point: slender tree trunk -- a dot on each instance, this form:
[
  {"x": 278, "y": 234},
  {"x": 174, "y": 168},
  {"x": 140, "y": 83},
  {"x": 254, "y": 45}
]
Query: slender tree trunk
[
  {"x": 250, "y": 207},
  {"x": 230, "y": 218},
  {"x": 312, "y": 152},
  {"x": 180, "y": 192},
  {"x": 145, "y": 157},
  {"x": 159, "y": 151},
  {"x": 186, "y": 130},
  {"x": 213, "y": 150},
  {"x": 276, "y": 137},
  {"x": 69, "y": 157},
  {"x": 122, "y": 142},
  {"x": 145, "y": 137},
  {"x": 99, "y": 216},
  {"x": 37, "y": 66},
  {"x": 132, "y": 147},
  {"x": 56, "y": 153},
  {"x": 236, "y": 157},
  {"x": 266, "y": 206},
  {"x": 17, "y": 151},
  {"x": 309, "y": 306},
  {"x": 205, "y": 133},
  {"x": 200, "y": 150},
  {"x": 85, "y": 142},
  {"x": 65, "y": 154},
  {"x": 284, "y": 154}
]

- _Problem description_: Copy out the records above line for line, unchanged.

- _Output_:
point: slender tree trunk -- a dot on each instance, this form:
[
  {"x": 278, "y": 234},
  {"x": 174, "y": 168},
  {"x": 140, "y": 83},
  {"x": 254, "y": 45}
]
Query: slender tree trunk
[
  {"x": 250, "y": 207},
  {"x": 230, "y": 218},
  {"x": 312, "y": 152},
  {"x": 180, "y": 192},
  {"x": 145, "y": 157},
  {"x": 159, "y": 151},
  {"x": 186, "y": 130},
  {"x": 213, "y": 150},
  {"x": 276, "y": 137},
  {"x": 69, "y": 157},
  {"x": 122, "y": 142},
  {"x": 145, "y": 137},
  {"x": 99, "y": 216},
  {"x": 37, "y": 66},
  {"x": 132, "y": 147},
  {"x": 56, "y": 153},
  {"x": 236, "y": 157},
  {"x": 266, "y": 206},
  {"x": 17, "y": 151},
  {"x": 309, "y": 306},
  {"x": 205, "y": 133},
  {"x": 200, "y": 150},
  {"x": 85, "y": 142},
  {"x": 65, "y": 154},
  {"x": 284, "y": 154}
]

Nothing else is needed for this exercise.